# WHAT IS REQUIRED
Please restate, word for word, the lines below that begin at the one with "Need: a marker for each instance of the railing" and end at the one with "Target: calm river surface". Leave out all other lines.

# RECORDS SHOWN
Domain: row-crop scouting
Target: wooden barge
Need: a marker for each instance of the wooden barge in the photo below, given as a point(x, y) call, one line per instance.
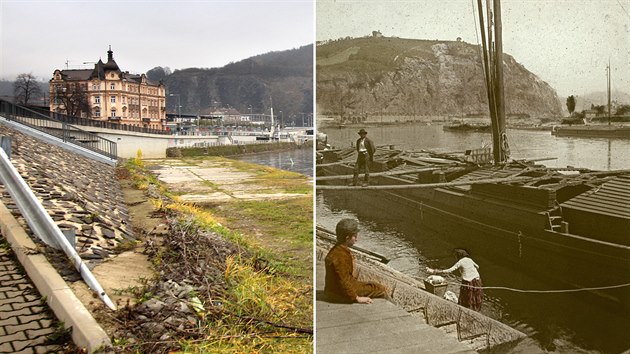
point(571, 226)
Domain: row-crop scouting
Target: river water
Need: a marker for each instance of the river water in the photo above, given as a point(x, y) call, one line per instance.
point(298, 160)
point(555, 323)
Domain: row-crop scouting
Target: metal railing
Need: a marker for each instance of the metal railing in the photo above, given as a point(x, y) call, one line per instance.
point(42, 224)
point(58, 128)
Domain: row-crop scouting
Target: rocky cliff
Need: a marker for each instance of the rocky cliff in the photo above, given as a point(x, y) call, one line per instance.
point(285, 77)
point(420, 77)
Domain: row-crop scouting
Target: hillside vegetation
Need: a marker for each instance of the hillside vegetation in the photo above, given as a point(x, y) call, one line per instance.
point(398, 76)
point(284, 78)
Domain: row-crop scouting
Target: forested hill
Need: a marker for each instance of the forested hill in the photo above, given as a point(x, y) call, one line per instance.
point(284, 78)
point(420, 77)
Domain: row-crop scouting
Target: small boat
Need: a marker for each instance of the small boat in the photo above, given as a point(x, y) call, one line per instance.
point(464, 126)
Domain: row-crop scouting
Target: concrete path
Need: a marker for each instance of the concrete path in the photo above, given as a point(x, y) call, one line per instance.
point(380, 327)
point(25, 320)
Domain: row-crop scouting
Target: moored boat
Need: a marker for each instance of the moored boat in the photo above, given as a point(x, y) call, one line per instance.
point(567, 225)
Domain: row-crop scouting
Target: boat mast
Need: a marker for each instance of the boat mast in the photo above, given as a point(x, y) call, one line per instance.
point(500, 144)
point(493, 64)
point(608, 71)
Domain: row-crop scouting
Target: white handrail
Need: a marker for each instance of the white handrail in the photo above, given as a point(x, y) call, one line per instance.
point(42, 224)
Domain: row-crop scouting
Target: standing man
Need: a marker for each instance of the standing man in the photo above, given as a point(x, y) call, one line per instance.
point(341, 273)
point(365, 150)
point(471, 289)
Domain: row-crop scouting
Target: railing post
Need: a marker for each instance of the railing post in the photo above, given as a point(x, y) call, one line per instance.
point(5, 144)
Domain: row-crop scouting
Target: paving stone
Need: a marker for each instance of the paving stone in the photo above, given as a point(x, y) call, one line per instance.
point(42, 332)
point(29, 318)
point(12, 337)
point(6, 347)
point(8, 314)
point(11, 330)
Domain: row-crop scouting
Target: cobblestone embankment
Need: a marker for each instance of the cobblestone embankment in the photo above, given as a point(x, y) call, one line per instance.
point(78, 193)
point(25, 321)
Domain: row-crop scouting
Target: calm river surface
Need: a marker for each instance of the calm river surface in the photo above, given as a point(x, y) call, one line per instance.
point(555, 323)
point(298, 160)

# WRITTEN REPLY
Need: a marker for each instance of the railing post in the photo above, given as a point(x, y) call, one line per instance.
point(5, 144)
Domain: row-crop scouting
Target: paving stone
Need: a marker for each instance of the paving stone in the photo above, given as a point(x, y) call, one line per instance.
point(42, 332)
point(29, 318)
point(12, 337)
point(6, 347)
point(8, 314)
point(11, 330)
Domain: row-crop scouting
Target: cobblestone embankment
Need: a marker for each instance of the cobblestone embankment in the photo above, given as a point(x, y) call, one line per instance.
point(78, 193)
point(25, 321)
Domain: row-crop scouting
Target: calm river surface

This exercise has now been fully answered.